*Problem statement*.
From the first record below to the last, retype each one exactly.
═════ Data records
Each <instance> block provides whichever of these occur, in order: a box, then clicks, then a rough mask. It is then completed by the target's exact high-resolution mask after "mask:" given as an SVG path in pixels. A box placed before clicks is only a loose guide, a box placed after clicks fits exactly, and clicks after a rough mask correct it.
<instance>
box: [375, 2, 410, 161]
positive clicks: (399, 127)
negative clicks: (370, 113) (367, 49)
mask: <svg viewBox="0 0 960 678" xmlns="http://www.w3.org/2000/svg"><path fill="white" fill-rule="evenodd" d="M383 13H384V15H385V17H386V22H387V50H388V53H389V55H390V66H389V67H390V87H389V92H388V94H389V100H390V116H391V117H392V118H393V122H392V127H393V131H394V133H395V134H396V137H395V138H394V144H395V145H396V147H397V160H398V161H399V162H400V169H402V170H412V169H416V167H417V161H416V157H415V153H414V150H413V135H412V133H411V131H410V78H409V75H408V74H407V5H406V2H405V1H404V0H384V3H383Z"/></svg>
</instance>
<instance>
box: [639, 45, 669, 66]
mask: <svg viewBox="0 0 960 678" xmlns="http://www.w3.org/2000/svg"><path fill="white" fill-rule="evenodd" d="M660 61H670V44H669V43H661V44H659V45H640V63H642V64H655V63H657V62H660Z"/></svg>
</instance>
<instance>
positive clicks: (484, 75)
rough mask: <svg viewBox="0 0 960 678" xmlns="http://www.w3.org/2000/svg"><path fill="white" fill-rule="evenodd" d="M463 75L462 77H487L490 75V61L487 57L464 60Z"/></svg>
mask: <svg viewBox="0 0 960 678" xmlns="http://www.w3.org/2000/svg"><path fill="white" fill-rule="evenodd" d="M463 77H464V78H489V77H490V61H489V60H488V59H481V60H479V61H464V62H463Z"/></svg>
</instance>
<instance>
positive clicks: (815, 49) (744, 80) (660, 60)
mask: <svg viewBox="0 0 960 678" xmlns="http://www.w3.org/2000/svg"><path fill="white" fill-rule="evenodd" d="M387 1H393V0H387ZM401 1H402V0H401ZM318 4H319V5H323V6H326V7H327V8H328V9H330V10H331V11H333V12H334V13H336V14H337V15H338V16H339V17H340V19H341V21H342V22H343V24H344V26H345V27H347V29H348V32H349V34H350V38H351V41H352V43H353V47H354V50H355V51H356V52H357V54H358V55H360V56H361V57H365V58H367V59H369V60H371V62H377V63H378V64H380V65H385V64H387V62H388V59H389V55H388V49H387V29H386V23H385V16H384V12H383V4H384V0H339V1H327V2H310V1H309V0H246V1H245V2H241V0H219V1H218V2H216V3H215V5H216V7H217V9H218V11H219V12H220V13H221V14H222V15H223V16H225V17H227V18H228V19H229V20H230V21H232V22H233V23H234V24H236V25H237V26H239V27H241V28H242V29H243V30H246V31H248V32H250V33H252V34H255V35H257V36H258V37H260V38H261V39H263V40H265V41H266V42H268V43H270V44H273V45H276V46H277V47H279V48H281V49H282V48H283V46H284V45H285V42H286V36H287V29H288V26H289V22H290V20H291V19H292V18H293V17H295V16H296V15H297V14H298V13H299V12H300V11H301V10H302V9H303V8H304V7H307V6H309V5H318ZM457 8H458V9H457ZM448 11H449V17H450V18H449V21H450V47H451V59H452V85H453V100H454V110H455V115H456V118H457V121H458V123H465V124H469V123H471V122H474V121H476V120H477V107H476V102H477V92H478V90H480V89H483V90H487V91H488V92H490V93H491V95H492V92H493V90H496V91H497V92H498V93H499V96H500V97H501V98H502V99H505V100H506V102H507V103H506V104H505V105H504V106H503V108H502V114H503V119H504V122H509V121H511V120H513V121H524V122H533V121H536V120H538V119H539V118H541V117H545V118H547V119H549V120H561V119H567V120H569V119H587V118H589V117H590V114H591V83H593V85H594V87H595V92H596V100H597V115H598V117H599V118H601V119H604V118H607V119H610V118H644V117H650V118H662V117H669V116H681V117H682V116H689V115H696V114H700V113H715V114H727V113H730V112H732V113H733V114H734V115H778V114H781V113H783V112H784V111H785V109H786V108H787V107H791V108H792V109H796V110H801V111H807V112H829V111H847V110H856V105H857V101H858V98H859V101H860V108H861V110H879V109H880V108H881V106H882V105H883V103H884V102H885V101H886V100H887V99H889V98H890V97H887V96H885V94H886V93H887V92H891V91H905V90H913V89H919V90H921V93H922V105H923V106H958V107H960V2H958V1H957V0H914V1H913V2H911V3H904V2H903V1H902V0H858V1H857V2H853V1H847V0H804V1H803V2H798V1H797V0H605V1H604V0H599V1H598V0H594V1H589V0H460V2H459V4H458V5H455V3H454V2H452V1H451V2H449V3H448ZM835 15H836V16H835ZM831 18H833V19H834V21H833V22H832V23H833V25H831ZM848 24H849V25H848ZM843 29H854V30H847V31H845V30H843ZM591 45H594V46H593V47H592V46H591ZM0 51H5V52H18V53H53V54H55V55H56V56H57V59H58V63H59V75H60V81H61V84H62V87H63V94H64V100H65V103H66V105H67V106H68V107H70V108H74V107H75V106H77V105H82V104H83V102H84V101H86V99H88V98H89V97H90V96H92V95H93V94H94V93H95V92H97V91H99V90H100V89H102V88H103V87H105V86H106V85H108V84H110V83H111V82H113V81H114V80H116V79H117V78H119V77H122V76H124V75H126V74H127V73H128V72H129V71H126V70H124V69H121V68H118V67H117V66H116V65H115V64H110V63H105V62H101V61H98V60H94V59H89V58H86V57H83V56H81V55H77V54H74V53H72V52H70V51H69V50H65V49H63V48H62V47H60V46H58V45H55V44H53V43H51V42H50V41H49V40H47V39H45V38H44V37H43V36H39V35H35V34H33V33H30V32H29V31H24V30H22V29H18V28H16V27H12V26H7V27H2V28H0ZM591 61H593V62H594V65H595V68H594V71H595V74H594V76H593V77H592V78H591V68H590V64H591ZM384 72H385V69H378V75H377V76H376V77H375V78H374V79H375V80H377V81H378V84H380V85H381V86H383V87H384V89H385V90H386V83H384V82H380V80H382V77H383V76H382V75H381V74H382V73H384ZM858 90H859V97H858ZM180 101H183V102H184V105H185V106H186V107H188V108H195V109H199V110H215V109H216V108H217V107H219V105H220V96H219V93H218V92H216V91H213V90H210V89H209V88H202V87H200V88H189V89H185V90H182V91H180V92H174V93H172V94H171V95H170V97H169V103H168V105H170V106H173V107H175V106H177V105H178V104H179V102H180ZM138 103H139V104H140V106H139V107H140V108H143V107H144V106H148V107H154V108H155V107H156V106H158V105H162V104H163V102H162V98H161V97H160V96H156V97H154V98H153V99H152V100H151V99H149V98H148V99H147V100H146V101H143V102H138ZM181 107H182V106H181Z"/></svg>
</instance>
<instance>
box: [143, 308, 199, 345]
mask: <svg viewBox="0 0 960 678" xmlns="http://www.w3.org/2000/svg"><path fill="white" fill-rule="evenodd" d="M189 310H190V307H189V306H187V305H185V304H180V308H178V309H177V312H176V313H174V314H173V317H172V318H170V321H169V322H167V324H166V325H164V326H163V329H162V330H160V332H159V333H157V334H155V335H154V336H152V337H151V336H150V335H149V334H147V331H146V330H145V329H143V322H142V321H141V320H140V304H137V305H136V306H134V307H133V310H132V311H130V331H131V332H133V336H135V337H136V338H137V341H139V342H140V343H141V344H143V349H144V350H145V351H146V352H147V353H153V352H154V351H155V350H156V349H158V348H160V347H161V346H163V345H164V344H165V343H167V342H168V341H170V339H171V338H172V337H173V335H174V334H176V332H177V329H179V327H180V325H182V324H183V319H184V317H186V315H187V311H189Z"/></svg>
══════════
*Output*.
Each <instance> block provides whichever of these occur, in order: a box, then clicks, then a rough mask. It is then completed by the target's exact high-resolution mask after "mask:" given as an SVG path in pixels. A box placed before clicks is only a loose guide, a box placed after clicks fits exactly, and clicks after a rough mask correct it.
<instance>
box: [375, 2, 410, 161]
positive clicks: (399, 127)
negative clicks: (370, 113) (367, 49)
mask: <svg viewBox="0 0 960 678" xmlns="http://www.w3.org/2000/svg"><path fill="white" fill-rule="evenodd" d="M383 13H384V15H385V17H386V22H387V50H388V53H389V55H390V66H389V67H390V87H389V92H388V94H389V100H390V116H391V117H392V118H393V122H392V127H393V131H394V133H395V134H396V137H395V138H394V144H395V145H396V147H397V160H398V161H399V162H400V169H402V170H412V169H416V167H417V161H416V157H415V153H414V150H413V135H412V133H411V131H410V78H409V75H408V74H407V5H406V2H405V1H404V0H384V3H383Z"/></svg>
</instance>
<instance>
box: [639, 45, 669, 66]
mask: <svg viewBox="0 0 960 678" xmlns="http://www.w3.org/2000/svg"><path fill="white" fill-rule="evenodd" d="M660 61H670V44H669V43H661V44H659V45H640V63H642V64H655V63H657V62H660Z"/></svg>
</instance>
<instance>
positive clicks: (484, 75)
rough mask: <svg viewBox="0 0 960 678" xmlns="http://www.w3.org/2000/svg"><path fill="white" fill-rule="evenodd" d="M463 75L462 77H487L490 75V61L487 57L464 60Z"/></svg>
mask: <svg viewBox="0 0 960 678" xmlns="http://www.w3.org/2000/svg"><path fill="white" fill-rule="evenodd" d="M463 77H464V78H489V77H490V61H489V60H488V59H481V60H479V61H464V62H463Z"/></svg>
</instance>
<instance>
positive clicks: (815, 49) (744, 80) (660, 60)
mask: <svg viewBox="0 0 960 678" xmlns="http://www.w3.org/2000/svg"><path fill="white" fill-rule="evenodd" d="M387 1H393V0H387ZM401 1H402V0H401ZM318 4H319V5H323V6H326V7H327V8H328V9H330V10H331V11H333V12H334V13H336V14H337V15H338V16H339V17H340V19H341V21H342V22H343V24H344V26H345V27H347V29H348V32H349V34H350V38H351V41H352V43H353V47H354V50H355V51H356V52H357V54H358V55H360V56H361V57H365V58H367V59H369V60H371V62H377V63H378V64H380V65H385V64H387V62H388V59H389V55H388V49H387V29H386V23H385V16H384V12H383V4H384V0H339V1H327V2H310V1H309V0H246V1H245V2H241V0H219V1H218V2H216V3H215V5H216V7H217V9H218V11H219V12H220V13H221V14H222V15H223V16H225V17H227V18H228V19H229V20H230V21H232V22H233V23H234V24H236V25H237V26H239V27H241V28H242V29H243V30H246V31H248V32H250V33H252V34H255V35H257V36H258V37H260V38H261V39H263V40H265V41H266V42H268V43H270V44H273V45H276V46H277V47H279V48H281V49H282V48H283V46H284V45H285V42H286V36H287V29H288V26H289V22H290V20H291V19H292V18H293V17H295V16H296V15H297V14H298V13H299V12H300V11H301V10H302V9H303V8H304V7H307V6H309V5H318ZM457 8H458V9H457ZM448 11H449V17H450V18H449V21H450V47H451V59H452V85H453V100H454V110H455V115H456V118H457V121H458V123H465V124H469V123H471V122H474V121H476V120H477V107H476V102H477V92H478V90H480V89H483V90H487V91H488V92H490V93H491V95H492V92H493V90H496V91H497V92H498V93H499V96H500V97H501V98H502V99H505V100H506V102H507V103H506V104H505V105H504V106H503V108H502V114H503V119H504V122H509V121H511V120H513V121H524V122H533V121H536V120H538V119H539V118H541V117H545V118H547V119H549V120H561V119H567V120H569V119H587V118H589V117H590V114H591V83H593V85H594V87H595V92H596V100H597V115H598V117H599V118H601V119H604V118H607V119H610V118H644V117H650V118H662V117H669V116H681V117H682V116H689V115H696V114H700V113H715V114H727V113H730V112H732V113H733V114H734V115H778V114H781V113H783V112H784V111H785V109H786V108H787V107H791V108H792V109H796V110H801V111H807V112H829V111H847V110H856V105H857V101H858V98H859V101H860V108H861V110H879V109H880V108H881V106H882V105H883V103H884V102H885V101H886V100H887V99H889V98H890V97H887V96H885V94H886V93H887V92H891V91H905V90H913V89H919V90H921V93H922V105H923V106H958V107H960V2H958V1H957V0H914V1H913V2H911V3H904V2H903V1H902V0H858V1H857V2H853V1H847V0H804V1H803V2H798V1H797V0H605V1H604V0H599V1H598V0H594V1H589V0H460V2H459V4H458V5H455V3H454V2H452V1H451V2H449V3H448ZM835 15H836V16H835ZM831 18H833V19H834V21H833V22H832V23H833V25H831ZM848 24H849V25H848ZM843 29H854V30H847V31H845V30H843ZM591 45H594V46H593V47H592V46H591ZM0 51H5V52H18V53H53V54H55V55H56V56H57V59H58V63H59V75H60V81H61V84H62V87H63V94H64V100H65V103H66V105H67V106H68V107H70V108H74V107H75V106H77V105H82V104H83V102H84V101H86V99H88V98H89V97H90V96H92V95H93V94H94V93H95V92H97V91H99V90H100V89H102V88H103V87H105V86H106V85H108V84H110V83H111V82H113V81H114V80H116V79H117V78H119V77H122V76H124V75H126V74H127V73H128V72H129V71H126V70H124V69H121V68H118V67H117V66H116V65H115V64H110V63H105V62H101V61H98V60H94V59H89V58H86V57H83V56H81V55H77V54H74V53H72V52H70V51H69V50H65V49H63V48H62V47H60V46H58V45H55V44H53V43H51V42H50V41H49V40H47V39H45V38H44V37H43V36H39V35H35V34H33V33H30V32H29V31H24V30H22V29H18V28H16V27H12V26H7V27H2V28H0ZM591 61H593V62H594V65H595V68H594V71H595V74H594V76H593V77H592V78H591V68H590V64H591ZM384 72H385V69H378V75H377V76H376V77H375V78H374V79H375V80H377V81H378V84H380V85H381V86H383V87H384V89H385V90H386V83H384V82H380V80H382V77H383V76H382V75H381V74H382V73H384ZM858 90H859V97H858ZM180 101H183V102H184V105H185V106H186V107H188V108H195V109H199V110H215V109H216V108H217V107H219V105H220V96H219V93H218V92H216V91H213V90H210V89H209V88H202V87H200V88H189V89H185V90H182V91H180V92H174V93H172V94H171V95H170V97H169V103H168V105H170V106H173V107H175V106H177V105H178V104H179V102H180ZM138 103H139V104H140V106H139V107H140V108H143V107H144V106H148V107H154V108H155V107H156V106H158V105H162V104H163V102H162V98H161V97H160V96H156V97H154V98H153V99H152V100H151V99H149V98H148V99H147V100H146V101H143V102H138ZM181 107H182V106H181Z"/></svg>
</instance>
<instance>
box: [143, 308, 199, 345]
mask: <svg viewBox="0 0 960 678" xmlns="http://www.w3.org/2000/svg"><path fill="white" fill-rule="evenodd" d="M189 310H190V307H189V306H187V305H185V304H180V308H178V309H177V312H176V313H174V314H173V317H172V318H170V321H169V322H167V324H166V325H164V326H163V329H162V330H160V332H159V333H157V334H155V335H154V336H152V337H151V336H150V335H149V334H147V331H146V330H145V329H143V322H142V321H141V320H140V304H137V305H136V306H134V307H133V310H132V311H130V331H131V332H133V336H135V337H136V338H137V341H139V342H140V343H141V344H143V349H144V350H145V351H146V352H147V353H153V352H154V351H155V350H156V349H158V348H160V347H161V346H163V345H164V344H165V343H167V342H168V341H170V339H171V338H172V337H173V335H174V334H176V332H177V329H179V327H180V325H182V324H183V319H184V317H186V315H187V311H189Z"/></svg>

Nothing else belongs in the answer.